**TASK BRIEF**. Please repeat each entry. Match every word exactly.

**EXCERPTED RECORDS**.
########

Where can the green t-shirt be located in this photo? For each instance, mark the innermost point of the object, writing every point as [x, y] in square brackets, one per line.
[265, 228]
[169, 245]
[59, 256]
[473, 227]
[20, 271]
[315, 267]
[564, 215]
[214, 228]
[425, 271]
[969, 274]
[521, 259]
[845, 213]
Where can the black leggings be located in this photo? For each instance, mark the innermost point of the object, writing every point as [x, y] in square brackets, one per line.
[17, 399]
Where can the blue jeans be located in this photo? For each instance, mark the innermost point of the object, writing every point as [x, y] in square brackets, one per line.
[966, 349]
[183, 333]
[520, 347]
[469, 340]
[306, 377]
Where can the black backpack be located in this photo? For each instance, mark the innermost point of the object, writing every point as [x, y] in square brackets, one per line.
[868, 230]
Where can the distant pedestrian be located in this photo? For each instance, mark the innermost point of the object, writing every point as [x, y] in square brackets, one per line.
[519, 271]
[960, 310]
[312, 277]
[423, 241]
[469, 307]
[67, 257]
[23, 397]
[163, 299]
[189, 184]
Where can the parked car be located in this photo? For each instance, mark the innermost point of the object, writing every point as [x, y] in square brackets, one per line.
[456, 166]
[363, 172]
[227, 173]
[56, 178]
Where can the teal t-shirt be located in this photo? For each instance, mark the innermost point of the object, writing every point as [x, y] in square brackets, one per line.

########

**WRITTEN RESPONSE**.
Where can the green t-shirt be located in this photo? For each instance, mark the innermost point of the object, writing every point as [x, y] in square brackets, one per line.
[265, 228]
[169, 245]
[59, 256]
[473, 227]
[20, 271]
[315, 267]
[564, 215]
[214, 228]
[425, 271]
[969, 274]
[521, 259]
[845, 213]
Where can the black leggings be located in this photo? For each instance, mark the innermost point of the object, writing every point as [x, y] in square brackets, one per line.
[17, 399]
Where can the blue jeans be located in this photo? For each instance, mark the innermost point of the object, writing every point as [x, y] in square brackets, one per line.
[966, 349]
[183, 333]
[520, 347]
[469, 340]
[306, 377]
Where can the black backpack be located in this photo? For each instance, mark the innermost point of the object, writing every point as [x, y] in square brackets, one per line.
[868, 230]
Where can the distant pedestrian be located in this photo? For each instance, mark the innermost point of the object, writing every point as [x, y] in square brackets, one per line.
[519, 271]
[960, 310]
[312, 277]
[423, 241]
[469, 307]
[67, 257]
[23, 397]
[163, 299]
[189, 184]
Where can the parked car be located in this photo? For each instance, mark the innermost point of the object, writing every point as [x, y] in square brackets, one per line.
[456, 166]
[363, 172]
[227, 173]
[56, 178]
Where can the teal t-shirt be located in this photo? For each instance, mark the innermost point of the object, writing every point as [x, y] in square brackets, one per line.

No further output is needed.